→ VORLIEGENDER TEXT
Stelle. Bebauung im Gewerbegebiet gefährdet Naturdenkmale, befürchten Umweltschützer. Landkreis verweist auf alte Gesetze
Groß und prächtig ragen sie in die Höhe: eine Reihe alter Eichen, die eine eindrucksvolle Allee im Bereich des früheren Ritterguts Fachenfelde in Stelle bilden. Doch den teilweise jahrhundertealten Bäumen, von denen einige als Naturdenkmal geschützt sind, droht Gefahr. Das zumindest befürchtet Thomas Rieckmann von der Steller Ortsgruppe des Naturschutzverbands BUND.
„Hier sind geschützte Eichen beschädigt und in Lebensgefahr“, sagt er. „Diese Lebewesen aus der Reformationszeit sind ein Dokument unserer Landschaftsgeschichte.“ Der Landkreis Harburg werde jedoch nicht ausreichend tätig, um den Schutz der Eichen zu sichern. Mehr noch: Der Umweltaktivist vermutet, dass man versuche, eine Beschädigung der Bäume zu vertuschen. Deshalb hat er Dienstaufsichtsbeschwerden gegen die Baugenehmigungsbehörde und die Naturschutzbehörde des Landkreises Harburg eingereicht.

In einem Datensatz aufgeführte Einträge

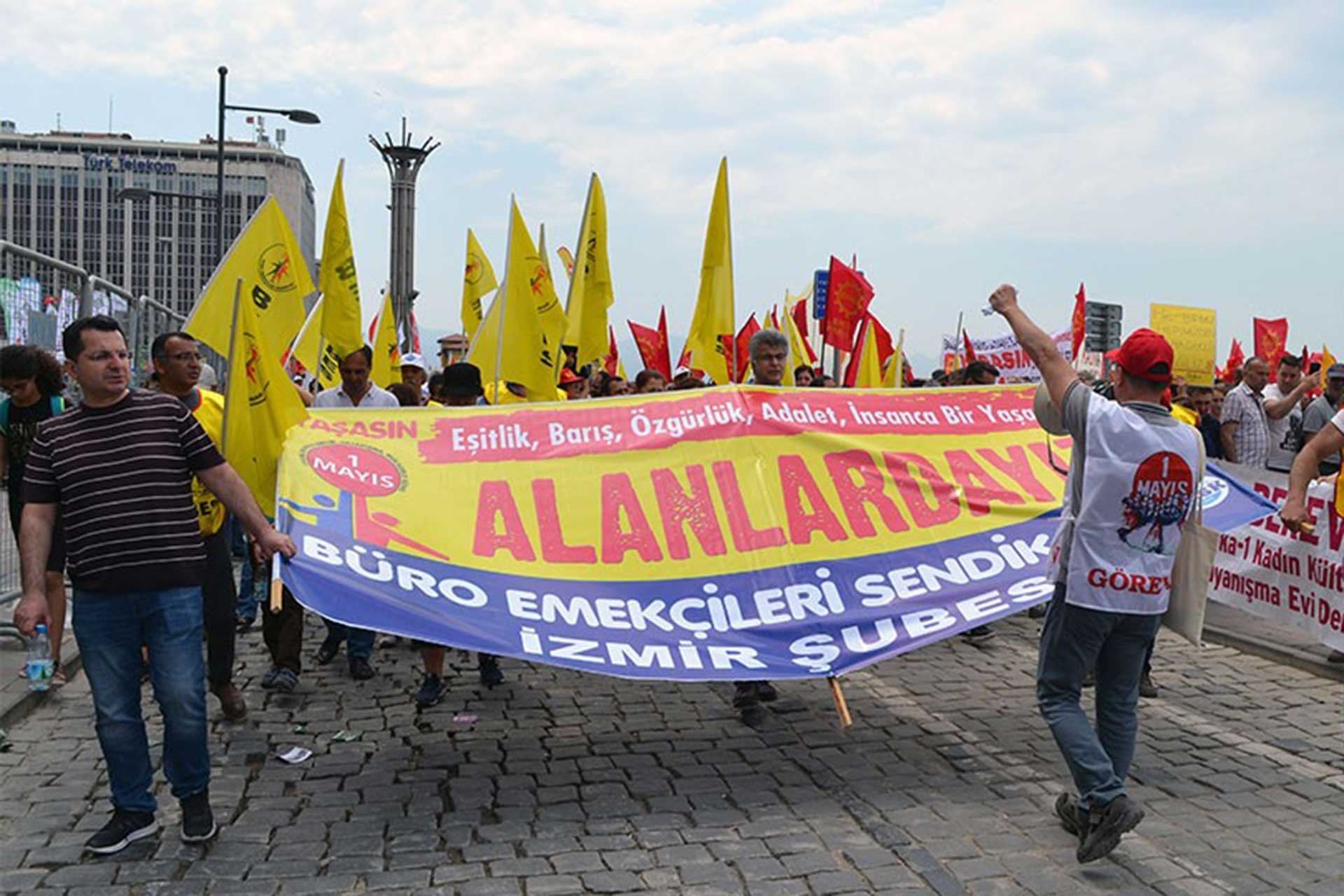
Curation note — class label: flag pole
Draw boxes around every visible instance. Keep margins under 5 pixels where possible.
[495,196,517,405]
[951,312,965,370]
[827,676,853,728]
[219,276,246,456]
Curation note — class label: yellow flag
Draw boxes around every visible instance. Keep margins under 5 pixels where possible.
[882,326,906,388]
[310,158,364,388]
[223,279,308,517]
[462,227,498,340]
[466,202,564,402]
[853,323,882,388]
[685,158,736,384]
[564,174,615,365]
[368,291,402,388]
[186,196,316,358]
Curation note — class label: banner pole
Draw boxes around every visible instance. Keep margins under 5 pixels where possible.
[827,676,853,728]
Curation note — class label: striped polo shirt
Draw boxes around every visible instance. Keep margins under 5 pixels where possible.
[23,390,225,591]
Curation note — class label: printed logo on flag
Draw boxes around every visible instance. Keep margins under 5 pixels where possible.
[257,243,295,293]
[244,333,270,407]
[462,253,485,286]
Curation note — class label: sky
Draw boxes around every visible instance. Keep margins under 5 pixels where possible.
[0,0,1344,373]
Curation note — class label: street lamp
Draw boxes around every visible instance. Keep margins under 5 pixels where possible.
[215,66,323,265]
[117,187,215,203]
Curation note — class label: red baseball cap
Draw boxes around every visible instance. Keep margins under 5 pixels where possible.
[1106,326,1172,383]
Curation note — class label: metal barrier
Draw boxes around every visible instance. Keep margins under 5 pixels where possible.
[0,239,226,601]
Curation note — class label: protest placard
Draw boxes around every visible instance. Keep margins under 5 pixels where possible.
[1148,302,1218,386]
[277,386,1268,681]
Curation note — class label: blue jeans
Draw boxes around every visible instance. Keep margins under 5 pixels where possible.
[234,554,258,622]
[323,618,375,662]
[1036,583,1161,808]
[74,586,210,813]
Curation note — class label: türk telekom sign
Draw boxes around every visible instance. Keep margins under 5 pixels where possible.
[83,156,177,174]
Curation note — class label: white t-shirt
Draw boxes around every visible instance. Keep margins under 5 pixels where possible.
[1265,383,1302,473]
[313,383,402,408]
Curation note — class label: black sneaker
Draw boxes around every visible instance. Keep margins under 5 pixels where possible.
[476,653,504,688]
[415,672,447,709]
[961,626,995,646]
[180,790,219,844]
[732,681,761,709]
[1078,794,1144,864]
[1055,794,1087,845]
[349,657,374,681]
[85,808,159,855]
[317,639,340,666]
[742,703,770,728]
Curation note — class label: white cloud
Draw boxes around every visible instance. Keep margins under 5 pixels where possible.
[0,0,1344,354]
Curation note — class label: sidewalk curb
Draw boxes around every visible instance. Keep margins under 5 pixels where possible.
[0,645,83,728]
[1204,624,1344,681]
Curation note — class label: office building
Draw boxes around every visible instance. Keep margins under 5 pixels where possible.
[0,121,316,314]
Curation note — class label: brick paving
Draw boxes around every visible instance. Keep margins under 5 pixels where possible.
[0,615,1344,896]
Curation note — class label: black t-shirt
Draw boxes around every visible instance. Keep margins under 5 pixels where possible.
[0,395,52,486]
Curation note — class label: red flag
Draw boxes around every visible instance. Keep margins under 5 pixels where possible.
[626,307,672,382]
[719,313,761,383]
[602,323,621,376]
[844,314,897,388]
[1254,317,1287,371]
[824,255,872,352]
[1072,284,1087,358]
[1223,339,1246,383]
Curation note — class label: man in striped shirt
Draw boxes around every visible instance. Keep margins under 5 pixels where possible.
[15,316,294,853]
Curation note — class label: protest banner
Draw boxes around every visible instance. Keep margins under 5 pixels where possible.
[1148,302,1218,386]
[942,329,1074,383]
[1208,463,1344,650]
[278,387,1268,681]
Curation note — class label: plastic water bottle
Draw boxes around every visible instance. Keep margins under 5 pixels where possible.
[28,626,55,690]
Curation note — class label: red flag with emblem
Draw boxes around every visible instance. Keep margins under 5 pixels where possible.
[844,314,897,388]
[824,255,874,352]
[1254,317,1287,376]
[1072,284,1087,360]
[626,307,672,382]
[1223,339,1246,383]
[602,325,621,376]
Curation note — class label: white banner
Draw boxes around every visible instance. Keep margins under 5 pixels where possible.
[942,329,1074,383]
[1208,463,1344,650]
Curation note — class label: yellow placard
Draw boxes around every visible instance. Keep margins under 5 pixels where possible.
[1148,302,1218,386]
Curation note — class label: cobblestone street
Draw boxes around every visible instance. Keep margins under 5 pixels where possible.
[0,615,1344,896]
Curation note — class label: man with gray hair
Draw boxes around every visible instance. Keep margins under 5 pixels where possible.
[732,329,789,725]
[748,329,789,386]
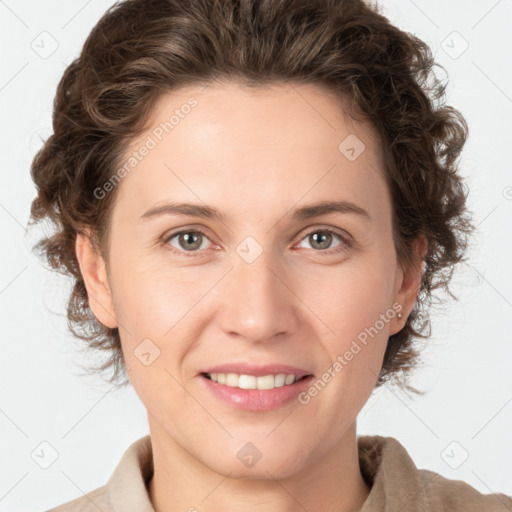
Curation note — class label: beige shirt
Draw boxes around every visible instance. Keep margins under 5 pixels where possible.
[48,435,512,512]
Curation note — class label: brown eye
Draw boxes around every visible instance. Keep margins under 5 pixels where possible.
[164,230,212,252]
[296,228,350,254]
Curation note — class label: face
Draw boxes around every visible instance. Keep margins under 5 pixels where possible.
[77,80,419,478]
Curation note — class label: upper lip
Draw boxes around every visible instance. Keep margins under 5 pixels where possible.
[201,363,311,377]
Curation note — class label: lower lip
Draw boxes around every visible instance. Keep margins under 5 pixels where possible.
[199,375,313,411]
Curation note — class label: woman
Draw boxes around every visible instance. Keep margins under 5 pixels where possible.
[27,0,512,512]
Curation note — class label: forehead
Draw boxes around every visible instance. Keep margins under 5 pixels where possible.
[112,83,389,224]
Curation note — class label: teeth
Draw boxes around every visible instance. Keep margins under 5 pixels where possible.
[206,373,302,389]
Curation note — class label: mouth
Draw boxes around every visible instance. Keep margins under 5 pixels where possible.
[201,372,313,391]
[198,372,314,412]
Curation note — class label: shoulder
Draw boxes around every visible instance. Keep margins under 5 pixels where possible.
[358,436,512,512]
[47,485,111,512]
[417,469,512,512]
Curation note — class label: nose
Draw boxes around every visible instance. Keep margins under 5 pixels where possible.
[218,247,300,343]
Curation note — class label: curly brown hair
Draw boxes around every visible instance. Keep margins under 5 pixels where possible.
[29,0,475,393]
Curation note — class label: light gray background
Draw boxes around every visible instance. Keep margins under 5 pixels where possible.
[0,0,512,512]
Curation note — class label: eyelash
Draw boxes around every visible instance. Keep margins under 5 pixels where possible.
[162,227,352,258]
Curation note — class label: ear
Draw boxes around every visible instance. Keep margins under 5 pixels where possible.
[389,235,428,335]
[75,228,117,329]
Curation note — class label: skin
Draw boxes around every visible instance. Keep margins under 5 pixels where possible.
[76,83,426,512]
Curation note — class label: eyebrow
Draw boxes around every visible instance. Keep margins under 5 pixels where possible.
[141,201,371,222]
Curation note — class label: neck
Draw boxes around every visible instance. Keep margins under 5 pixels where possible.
[149,420,370,512]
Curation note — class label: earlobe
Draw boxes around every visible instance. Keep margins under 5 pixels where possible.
[75,229,117,329]
[391,235,428,334]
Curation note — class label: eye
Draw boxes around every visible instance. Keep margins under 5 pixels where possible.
[163,228,352,257]
[294,228,351,255]
[163,229,213,256]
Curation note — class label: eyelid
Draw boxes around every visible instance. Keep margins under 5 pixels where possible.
[161,225,354,257]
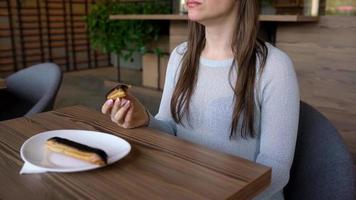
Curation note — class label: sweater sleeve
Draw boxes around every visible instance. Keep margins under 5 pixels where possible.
[256,47,300,199]
[148,43,186,135]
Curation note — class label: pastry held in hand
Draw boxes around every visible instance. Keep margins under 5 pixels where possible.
[106,84,129,100]
[46,137,108,166]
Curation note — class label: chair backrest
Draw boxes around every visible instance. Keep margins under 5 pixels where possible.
[6,63,62,116]
[284,102,355,200]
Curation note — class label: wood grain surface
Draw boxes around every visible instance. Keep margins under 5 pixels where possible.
[0,106,271,200]
[276,16,356,162]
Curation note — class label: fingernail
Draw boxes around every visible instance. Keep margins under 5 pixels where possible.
[121,99,127,106]
[106,99,114,106]
[125,101,131,106]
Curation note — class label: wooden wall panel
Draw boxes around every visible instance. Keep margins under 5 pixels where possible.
[276,16,356,161]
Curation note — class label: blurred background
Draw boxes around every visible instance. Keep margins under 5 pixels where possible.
[0,0,356,164]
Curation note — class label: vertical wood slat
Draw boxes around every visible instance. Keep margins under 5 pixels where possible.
[62,0,70,71]
[16,0,27,68]
[44,0,53,62]
[84,0,92,68]
[6,0,18,71]
[36,0,45,62]
[69,3,77,70]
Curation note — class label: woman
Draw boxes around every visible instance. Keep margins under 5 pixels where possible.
[102,0,299,199]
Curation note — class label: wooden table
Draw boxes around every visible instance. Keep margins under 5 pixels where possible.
[0,78,6,89]
[0,106,271,200]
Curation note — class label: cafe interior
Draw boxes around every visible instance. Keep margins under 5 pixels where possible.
[0,0,356,200]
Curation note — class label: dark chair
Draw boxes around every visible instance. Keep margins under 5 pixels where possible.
[284,102,355,200]
[0,63,62,120]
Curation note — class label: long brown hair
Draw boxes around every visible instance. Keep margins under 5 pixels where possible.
[171,0,268,139]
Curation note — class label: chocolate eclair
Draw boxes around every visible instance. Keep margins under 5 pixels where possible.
[106,84,130,100]
[46,137,108,166]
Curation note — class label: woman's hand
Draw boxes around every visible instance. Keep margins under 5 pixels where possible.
[101,93,149,128]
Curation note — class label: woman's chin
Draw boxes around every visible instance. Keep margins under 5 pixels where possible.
[188,13,202,22]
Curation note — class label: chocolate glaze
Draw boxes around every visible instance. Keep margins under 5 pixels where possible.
[106,84,129,98]
[47,137,108,164]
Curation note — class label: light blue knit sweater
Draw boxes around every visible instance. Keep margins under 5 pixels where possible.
[149,43,300,199]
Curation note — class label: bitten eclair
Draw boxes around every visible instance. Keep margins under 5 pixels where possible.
[46,137,108,166]
[106,84,129,100]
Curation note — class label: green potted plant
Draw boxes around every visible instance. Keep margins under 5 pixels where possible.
[87,0,171,72]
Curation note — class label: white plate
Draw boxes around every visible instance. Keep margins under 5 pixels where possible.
[21,130,131,172]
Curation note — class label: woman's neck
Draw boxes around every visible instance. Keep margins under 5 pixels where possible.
[201,6,236,60]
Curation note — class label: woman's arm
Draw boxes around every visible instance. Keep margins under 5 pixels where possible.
[148,43,186,135]
[256,47,300,199]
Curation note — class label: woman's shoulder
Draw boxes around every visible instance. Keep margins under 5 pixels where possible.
[263,43,295,76]
[265,42,292,64]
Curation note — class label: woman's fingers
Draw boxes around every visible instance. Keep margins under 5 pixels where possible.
[114,101,131,126]
[101,99,114,114]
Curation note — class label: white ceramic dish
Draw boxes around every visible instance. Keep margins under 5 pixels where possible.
[21,130,131,172]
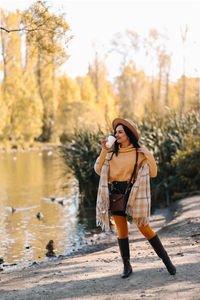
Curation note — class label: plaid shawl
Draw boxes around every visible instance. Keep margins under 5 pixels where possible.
[94,153,151,230]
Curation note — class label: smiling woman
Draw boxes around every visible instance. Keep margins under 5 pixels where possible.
[94,118,176,278]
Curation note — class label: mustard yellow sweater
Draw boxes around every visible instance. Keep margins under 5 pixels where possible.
[99,145,157,183]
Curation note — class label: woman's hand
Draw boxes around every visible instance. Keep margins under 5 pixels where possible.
[101,140,109,150]
[137,147,149,153]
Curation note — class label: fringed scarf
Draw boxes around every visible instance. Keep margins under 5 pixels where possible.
[94,153,151,230]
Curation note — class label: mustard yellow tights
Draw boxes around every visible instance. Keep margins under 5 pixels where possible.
[113,216,156,240]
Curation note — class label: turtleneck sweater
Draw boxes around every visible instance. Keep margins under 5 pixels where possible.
[99,145,157,183]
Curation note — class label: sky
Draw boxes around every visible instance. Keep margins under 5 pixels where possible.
[0,0,200,80]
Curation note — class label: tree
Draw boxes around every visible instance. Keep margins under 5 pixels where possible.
[22,1,72,141]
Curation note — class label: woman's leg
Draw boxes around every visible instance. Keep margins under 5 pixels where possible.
[138,225,156,240]
[138,225,176,275]
[113,215,132,278]
[113,215,128,239]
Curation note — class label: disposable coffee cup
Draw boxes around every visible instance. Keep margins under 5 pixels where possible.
[106,135,116,148]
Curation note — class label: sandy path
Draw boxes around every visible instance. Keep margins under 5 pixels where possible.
[0,196,200,300]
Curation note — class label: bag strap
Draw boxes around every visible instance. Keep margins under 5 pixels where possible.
[125,148,138,194]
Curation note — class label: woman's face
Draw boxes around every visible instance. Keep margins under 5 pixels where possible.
[115,125,129,144]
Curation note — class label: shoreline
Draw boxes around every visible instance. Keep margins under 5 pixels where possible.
[0,196,200,300]
[0,208,174,273]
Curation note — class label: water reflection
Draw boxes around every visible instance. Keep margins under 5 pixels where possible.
[0,150,94,265]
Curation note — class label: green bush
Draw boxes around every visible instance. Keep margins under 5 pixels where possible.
[140,111,200,206]
[60,111,200,207]
[60,129,105,207]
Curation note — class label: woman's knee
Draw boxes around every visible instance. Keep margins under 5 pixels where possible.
[138,225,156,240]
[113,215,128,239]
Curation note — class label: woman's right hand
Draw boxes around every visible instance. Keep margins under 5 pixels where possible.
[101,140,109,150]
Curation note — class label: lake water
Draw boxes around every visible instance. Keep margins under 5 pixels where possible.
[0,149,95,268]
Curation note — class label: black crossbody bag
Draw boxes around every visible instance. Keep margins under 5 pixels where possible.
[109,149,138,211]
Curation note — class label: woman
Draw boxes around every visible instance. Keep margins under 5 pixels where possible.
[95,118,176,278]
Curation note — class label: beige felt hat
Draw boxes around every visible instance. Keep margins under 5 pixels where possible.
[112,118,139,140]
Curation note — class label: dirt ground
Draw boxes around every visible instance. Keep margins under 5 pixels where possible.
[0,196,200,300]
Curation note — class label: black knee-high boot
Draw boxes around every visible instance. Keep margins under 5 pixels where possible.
[118,238,132,278]
[149,235,176,275]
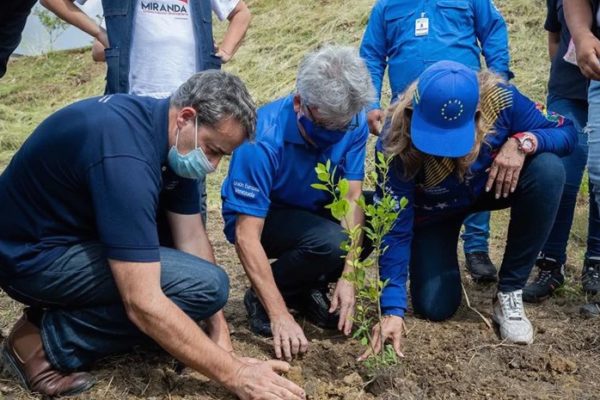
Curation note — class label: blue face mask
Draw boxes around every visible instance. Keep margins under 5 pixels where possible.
[298,115,346,150]
[168,119,215,179]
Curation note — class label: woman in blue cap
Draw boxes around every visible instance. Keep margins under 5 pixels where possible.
[363,61,577,356]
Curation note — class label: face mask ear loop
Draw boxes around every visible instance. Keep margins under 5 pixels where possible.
[175,128,180,150]
[194,116,198,149]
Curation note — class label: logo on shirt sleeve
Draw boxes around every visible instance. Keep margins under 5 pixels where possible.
[233,180,260,199]
[535,103,565,126]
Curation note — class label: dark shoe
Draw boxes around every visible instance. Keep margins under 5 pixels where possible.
[579,301,600,318]
[302,289,340,329]
[244,289,273,337]
[581,259,600,294]
[523,258,565,303]
[465,252,498,283]
[2,313,96,396]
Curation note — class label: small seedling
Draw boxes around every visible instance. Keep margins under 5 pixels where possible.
[311,152,408,370]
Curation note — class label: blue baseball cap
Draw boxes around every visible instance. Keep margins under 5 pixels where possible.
[410,61,479,157]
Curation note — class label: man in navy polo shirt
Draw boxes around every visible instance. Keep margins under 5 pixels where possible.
[222,47,373,360]
[0,71,304,399]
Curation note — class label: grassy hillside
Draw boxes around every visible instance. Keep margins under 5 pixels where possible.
[0,0,548,155]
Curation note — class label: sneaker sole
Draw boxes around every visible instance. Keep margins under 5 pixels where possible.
[1,342,96,397]
[469,271,498,283]
[492,313,535,346]
[523,293,552,304]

→ ARBEITSAUFTRAG 1
Gegen welche Behörden hat Thomas Rieckmann laut dem Bericht über die Eichen in Stelle Dienstaufsichtsbeschwerden eingereicht?
→ ARBEITSAUFTRAG 2
Schreiben Sie aus dem Bericht über die Eichen in Stelle den Abschnitt ab, der mit „Stelle. Bebauung im“ beginnt und bis einschließlich „des Naturschutzverbands BUND.“ reicht.

→ RICHTIGE ANTWORT 1
Gegen die Baugenehmigungsbehörde und die Naturschutzbehörde des Landkreises Harburg.

→ RICHTIGE ANTWORT 2
Stelle. Bebauung im Gewerbegebiet gefährdet Naturdenkmale, befürchten Umweltschützer. Landkreis verweist auf alte Gesetze
Groß und prächtig ragen sie in die Höhe: eine Reihe alter Eichen, die eine eindrucksvolle Allee im Bereich des früheren Ritterguts Fachenfelde in Stelle bilden. Doch den teilweise jahrhundertealten Bäumen, von denen einige als Naturdenkmal geschützt sind, droht Gefahr. Das zumindest befürchtet Thomas Rieckmann von der Steller Ortsgruppe des Naturschutzverbands BUND.